Short problem a: Return, word for word, the lines of the listing between the one holding "Reviewer note. Check that each instance of the curly" and the one holding "[(163, 519)]", inclusive.
-- Page start --
Meanwhile, in the female connector 10, it is desirable that a guide structure 70 that guides the object to be contained 32, which is inserted from the insertion opening 22b of the container 22 along the axis line direction, to the completely contained position, is provided between the container 22 and the object to be contained 32 (FIG. 9 to FIG. 13). The guide structure 70 includes a first guide part 71 that is provided in the container 22, and a second guide part 72 that is provided in the object to be contained 32. For example, either of the first guide part 71 and the second guide part 72 is formed as a guiding projection part that is projected in an orthogonal direction with respect to the axis line direction of the container 22 and the object to be contained 32. Furthermore, the other of the two is formed as a guide groove part that guides the guiding projection part to the completely contained position when the object to be contained 32 is inserted from the insertion opening 22b along the axis line direction. In this exemplification, the first guide part 71 is formed as the guide groove part, and the second guide part 72 is formed as the guiding projection part. Here, the female-side connecting body 21 and the container 22 are formed by bending a rectangular-shaped flat plate into a cylindrical shape. Thus, in this exemplification, two corner parts on the side that becomes the container 22 after the bending of the rectangular-shaped flat plate are notched in rectangular shapes, and the rectangular-shaped notches at the two positions are opposingly arranged in the circumferential direction after the bending of the flat plate. The first guide part 71 in this exemplification is formed by the opposingly arranged rectangular-shaped notches at the two positions.

In the female connector 10, the female-side insulating member 30 is inserted from the insertion opening 22b of the container 22 so as to allow the first guide part 71 to engage with the second guide part 72 (that is, so as to allow the second guide part 72 as the guiding projection part to be inserted into the first guide part 71 as the guide groove part). In this manner, in the female connector 10, no matter which configuration is applied to the fixing structure 60, the separately formed female terminal 20 and female-side insulating member 30 can be easily assembled such that the relative positional relation corresponds to the intended completely contained position. Accordingly, the female connector 10 can further improve the workability of assembling the female terminal 20 and the female-side insulating member 30.

In this regard, in the female connector 10, an annular body 42 having insulating property that is further projected than a tip surface 21b of the female-side connecting body 21 on the connector insertion direction side, on the same cylindrical axis is provided outside the female-side space part 21a in an orthogonal direction with respect to the cylindrical axis direction of the female-side connecting body 21 (FIG. 6 and FIG. 7). If the inner diameter of the annular body 42 is smaller than the size of a reference finger, the female connector 10 may cause the annular body 42 to provide a function of inhibiting finger contact to the female terminal 20. The reference finger is, for example, an articulated test finger of a protection level, IPXXB. However, the female connector 10 according to the present embodiment is configured so as to prevent fingers from touching the female terminal 20 with the finger touch preventing body 31 and the annular body 42, in consideration of a case in which the inhibition of finger contact to the female terminal 20 with the annular body 42 becomes difficult due to an increase of the body size in the radial direction.
-- Page end --
-- Recorded data start --
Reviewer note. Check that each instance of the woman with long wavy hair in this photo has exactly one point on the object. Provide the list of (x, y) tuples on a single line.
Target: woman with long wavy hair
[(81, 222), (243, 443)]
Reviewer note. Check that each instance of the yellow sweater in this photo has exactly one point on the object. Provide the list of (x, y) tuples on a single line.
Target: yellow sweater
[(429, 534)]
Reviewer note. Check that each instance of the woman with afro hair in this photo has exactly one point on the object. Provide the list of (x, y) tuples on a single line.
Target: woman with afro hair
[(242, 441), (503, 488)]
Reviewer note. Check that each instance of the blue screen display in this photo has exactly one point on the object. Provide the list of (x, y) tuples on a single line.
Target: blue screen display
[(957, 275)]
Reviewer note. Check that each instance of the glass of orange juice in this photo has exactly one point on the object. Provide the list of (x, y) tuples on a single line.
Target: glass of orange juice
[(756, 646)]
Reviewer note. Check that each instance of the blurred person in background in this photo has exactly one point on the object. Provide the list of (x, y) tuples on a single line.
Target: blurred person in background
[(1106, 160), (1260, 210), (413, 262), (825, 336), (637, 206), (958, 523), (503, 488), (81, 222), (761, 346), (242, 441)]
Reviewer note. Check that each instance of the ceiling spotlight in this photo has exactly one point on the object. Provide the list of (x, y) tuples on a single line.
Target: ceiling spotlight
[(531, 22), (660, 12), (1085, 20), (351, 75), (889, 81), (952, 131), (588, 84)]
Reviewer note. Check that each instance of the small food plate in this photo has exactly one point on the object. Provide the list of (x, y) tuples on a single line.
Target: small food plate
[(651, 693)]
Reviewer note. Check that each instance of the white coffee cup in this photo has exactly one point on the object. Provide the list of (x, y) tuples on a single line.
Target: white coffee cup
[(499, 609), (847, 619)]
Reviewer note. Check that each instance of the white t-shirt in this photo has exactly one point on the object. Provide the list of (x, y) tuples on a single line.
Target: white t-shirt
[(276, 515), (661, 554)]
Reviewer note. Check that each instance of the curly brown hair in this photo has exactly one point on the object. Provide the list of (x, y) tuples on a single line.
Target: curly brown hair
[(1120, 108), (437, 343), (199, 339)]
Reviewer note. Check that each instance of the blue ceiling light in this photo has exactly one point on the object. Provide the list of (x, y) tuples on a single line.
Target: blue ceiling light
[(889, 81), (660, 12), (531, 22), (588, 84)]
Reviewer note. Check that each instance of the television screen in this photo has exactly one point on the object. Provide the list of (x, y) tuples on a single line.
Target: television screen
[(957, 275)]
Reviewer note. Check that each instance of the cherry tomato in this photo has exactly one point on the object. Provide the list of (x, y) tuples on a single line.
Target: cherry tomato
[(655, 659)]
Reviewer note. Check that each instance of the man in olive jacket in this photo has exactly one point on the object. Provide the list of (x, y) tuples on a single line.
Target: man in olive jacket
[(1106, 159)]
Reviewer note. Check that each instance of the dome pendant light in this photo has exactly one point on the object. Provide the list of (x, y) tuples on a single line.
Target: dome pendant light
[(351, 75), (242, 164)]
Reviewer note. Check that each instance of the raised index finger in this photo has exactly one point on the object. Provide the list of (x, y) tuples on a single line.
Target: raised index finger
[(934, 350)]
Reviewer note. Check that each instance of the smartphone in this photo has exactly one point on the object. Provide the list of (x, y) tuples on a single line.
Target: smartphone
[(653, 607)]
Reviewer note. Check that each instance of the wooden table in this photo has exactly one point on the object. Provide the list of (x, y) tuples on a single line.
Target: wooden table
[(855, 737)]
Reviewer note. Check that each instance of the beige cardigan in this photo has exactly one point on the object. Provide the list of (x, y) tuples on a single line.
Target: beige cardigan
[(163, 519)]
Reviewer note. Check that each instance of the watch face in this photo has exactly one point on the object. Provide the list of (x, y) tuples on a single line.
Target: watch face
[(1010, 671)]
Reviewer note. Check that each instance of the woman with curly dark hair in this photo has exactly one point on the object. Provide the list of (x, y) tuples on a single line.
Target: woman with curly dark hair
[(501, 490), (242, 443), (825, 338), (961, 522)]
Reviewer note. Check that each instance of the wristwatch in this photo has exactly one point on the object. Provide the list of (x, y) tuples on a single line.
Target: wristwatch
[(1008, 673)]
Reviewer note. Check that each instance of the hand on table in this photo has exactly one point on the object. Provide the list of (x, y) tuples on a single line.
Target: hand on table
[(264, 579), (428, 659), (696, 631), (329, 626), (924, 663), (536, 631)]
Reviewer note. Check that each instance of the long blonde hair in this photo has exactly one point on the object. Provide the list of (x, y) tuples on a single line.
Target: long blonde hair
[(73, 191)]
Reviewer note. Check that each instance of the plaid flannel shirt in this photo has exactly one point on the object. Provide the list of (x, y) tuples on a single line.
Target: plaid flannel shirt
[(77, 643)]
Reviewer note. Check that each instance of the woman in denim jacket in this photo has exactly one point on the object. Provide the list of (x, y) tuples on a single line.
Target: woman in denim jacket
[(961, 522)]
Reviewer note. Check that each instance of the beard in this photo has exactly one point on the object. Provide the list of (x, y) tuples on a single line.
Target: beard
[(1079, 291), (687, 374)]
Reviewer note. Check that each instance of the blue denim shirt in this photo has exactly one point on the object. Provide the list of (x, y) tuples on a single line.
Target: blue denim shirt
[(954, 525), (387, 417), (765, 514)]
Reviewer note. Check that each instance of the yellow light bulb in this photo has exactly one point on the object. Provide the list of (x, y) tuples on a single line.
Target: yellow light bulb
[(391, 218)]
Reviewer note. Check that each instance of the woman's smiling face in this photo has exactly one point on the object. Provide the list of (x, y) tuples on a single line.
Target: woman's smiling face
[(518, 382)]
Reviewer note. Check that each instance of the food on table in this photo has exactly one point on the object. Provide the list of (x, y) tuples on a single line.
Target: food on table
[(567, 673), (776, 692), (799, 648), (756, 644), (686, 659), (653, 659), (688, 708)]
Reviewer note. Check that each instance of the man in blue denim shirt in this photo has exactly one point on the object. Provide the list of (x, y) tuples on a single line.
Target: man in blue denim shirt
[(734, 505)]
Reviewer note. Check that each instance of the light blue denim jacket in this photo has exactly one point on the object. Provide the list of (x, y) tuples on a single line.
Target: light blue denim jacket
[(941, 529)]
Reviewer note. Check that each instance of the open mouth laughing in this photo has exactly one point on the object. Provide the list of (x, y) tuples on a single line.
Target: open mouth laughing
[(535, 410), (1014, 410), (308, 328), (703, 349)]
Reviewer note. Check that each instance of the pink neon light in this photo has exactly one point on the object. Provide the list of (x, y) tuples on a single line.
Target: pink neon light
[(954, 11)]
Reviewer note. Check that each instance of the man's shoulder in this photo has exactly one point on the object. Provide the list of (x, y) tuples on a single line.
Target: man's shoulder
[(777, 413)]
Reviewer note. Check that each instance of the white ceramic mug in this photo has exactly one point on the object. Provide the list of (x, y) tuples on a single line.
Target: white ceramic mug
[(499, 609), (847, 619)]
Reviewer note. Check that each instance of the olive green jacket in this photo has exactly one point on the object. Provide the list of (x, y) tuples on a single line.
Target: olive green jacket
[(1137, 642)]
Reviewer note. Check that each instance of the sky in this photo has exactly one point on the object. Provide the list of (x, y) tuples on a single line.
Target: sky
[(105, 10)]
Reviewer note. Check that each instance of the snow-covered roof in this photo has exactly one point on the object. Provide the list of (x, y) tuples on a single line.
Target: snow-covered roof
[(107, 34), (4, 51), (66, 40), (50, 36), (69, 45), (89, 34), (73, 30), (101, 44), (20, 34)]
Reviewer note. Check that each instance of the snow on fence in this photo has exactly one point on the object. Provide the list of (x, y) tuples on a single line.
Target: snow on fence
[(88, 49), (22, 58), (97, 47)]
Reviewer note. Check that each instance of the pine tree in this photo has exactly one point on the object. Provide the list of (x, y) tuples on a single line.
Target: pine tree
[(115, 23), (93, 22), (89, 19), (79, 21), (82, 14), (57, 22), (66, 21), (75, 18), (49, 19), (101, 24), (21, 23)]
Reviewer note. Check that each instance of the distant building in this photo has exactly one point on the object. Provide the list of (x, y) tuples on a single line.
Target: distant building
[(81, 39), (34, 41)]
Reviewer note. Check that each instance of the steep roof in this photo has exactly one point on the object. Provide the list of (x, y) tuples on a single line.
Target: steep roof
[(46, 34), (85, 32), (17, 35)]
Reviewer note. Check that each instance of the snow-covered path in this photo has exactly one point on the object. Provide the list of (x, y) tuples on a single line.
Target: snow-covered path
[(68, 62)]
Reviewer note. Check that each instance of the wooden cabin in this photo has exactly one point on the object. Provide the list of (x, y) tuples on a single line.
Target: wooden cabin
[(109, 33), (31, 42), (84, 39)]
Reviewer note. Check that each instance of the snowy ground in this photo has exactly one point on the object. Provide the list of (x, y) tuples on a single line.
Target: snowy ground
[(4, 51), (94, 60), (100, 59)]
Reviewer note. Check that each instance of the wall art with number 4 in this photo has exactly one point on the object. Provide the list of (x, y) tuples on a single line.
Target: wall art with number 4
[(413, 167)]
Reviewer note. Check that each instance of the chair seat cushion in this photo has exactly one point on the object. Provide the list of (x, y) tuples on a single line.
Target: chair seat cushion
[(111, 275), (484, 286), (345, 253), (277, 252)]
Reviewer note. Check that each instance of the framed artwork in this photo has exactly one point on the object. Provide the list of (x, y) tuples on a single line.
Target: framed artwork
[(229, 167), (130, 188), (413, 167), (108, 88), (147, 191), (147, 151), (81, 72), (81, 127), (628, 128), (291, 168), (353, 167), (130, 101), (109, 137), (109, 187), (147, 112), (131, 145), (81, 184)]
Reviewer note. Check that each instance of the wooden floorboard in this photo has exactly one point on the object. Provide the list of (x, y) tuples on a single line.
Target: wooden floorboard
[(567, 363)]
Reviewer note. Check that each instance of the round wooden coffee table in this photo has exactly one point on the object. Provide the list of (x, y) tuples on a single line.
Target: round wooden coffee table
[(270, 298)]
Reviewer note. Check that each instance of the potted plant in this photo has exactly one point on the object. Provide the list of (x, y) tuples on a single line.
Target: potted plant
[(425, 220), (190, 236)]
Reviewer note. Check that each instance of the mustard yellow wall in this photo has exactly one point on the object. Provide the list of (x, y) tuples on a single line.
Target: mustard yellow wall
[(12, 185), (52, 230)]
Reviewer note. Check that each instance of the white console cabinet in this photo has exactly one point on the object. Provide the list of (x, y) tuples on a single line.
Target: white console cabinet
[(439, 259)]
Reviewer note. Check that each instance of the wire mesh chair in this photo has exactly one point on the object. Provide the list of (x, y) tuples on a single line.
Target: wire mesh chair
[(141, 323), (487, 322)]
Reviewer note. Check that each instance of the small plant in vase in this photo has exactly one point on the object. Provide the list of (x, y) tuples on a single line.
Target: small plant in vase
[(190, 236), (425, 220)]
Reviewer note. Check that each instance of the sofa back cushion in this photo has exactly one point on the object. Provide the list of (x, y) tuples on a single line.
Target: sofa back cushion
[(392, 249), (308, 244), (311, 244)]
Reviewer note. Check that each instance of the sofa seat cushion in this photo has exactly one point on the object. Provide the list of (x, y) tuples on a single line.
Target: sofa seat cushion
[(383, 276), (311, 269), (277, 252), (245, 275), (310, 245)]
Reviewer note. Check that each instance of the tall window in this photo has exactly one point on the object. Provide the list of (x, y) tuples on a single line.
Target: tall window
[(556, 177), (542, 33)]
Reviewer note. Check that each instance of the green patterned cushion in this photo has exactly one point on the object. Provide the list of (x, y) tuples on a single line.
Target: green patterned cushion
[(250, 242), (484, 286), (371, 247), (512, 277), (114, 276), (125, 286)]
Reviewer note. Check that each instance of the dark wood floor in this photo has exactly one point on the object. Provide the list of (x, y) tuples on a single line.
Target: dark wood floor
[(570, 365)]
-- Recorded data end --
Short problem b: Resume the passage on the female connector, starting right after its last sentence.

Response a:
Reviewer note. Check that each instance of the curly brown hair in this photo has exactly one point on the object. Provide the list of (x, y) tuples on a single line.
Target: curly brown hair
[(1120, 108), (437, 343), (199, 339)]
Reviewer note. Check that each instance of the blue ceiling light in this photo has exactly one point on the object. Provide the list of (x, y) tuples on a single line.
Target: blue ceiling light
[(889, 81), (660, 12), (531, 22), (588, 84)]
Reviewer note. Check that each instance of the television screen in this photo has exactly one point on the object. Provide the list of (x, y) tuples on a single line.
Target: television screen
[(957, 275)]
Reviewer note. Check that each instance of the cherry tomato in this photo has exactly one point on the object. Provide the list of (x, y) tuples on a single line.
Target: cherry tomato
[(655, 659)]
Reviewer note. Check that each instance of the man in olive jacket in this photo has exactly one point on the object. Provide the list of (x, y) tuples on a single line.
Target: man in olive jacket
[(1106, 159)]
Reviewer note. Check that each instance of the dome pendant light in this photo has exactly one point on the object. Provide the list of (x, y) tuples on a single line.
Target: dome pendant light
[(351, 75), (242, 164)]
Reviewer note. Check that each instance of the raised index finger in this photo has exactly one point on the object. Provide the list of (x, y) tuples on a single line.
Target: raised index finger
[(934, 350)]
Reviewer note. Check that each instance of the smartphone in this photo has exactly one point on the object. Provide the list of (x, y) tuples on a single line.
Target: smartphone
[(653, 607)]
Reviewer note. Check that each instance of the wooden table in this photo has exactly one point on the object. Provide the list of (x, y) tuples on a single line.
Target: wooden table
[(855, 737)]
Reviewer note. Check that each instance of the beige cardigan in this photo has exactly one point on the object. Provide the list of (x, y) tuples on a single line.
Target: beige cardigan
[(163, 519)]

Response b:
Thus, the finger touch preventing body 31 is further projected than the tip surface 21b of the female-side connecting body 21 on the connector insertion direction side, in the axis line direction (FIG. 6 and FIG. 7). The tip of the finger touch preventing body 31 on the connector insertion direction side is further projected than the tip surface 21b. By configuring the female connector 10 such that the finger touch preventing body 31 and the annular body 42 prevent fingers from reaching the female terminal 20, even if the body size is increased in the radial direction due to large current for example, finger contact to the female terminal 20 can be inhibited. Here, an interval S1 (FIG. 6) in the orthogonal direction between the finger touch preventing body 31 and the annular body 42 (the orthogonal direction with respect to the cylindrical axis direction of the female-side connecting body 21) is made narrower than the size of the reference finger. For example, in the female connector 10, the outer diameter of the finger touch preventing body 31 is determined so as to achieve the interval S1. In addition, if there is a limitation on the increase of the outer diameter of the finger touch preventing body 31, the projection amount of the tip of the finger touch preventing body 31 may be increased so as to prevent fingers from reaching the female terminal 20 with the finger touch preventing body 31 and the annular body 42 (FIG. 15). In this case, the projection amount of the annular body 42 from the tip surface 21b is also increased. For example, with regard to the annular body 42, its projection amount is increased by an amount equivalent to that of the tip of the finger touch preventing body 31.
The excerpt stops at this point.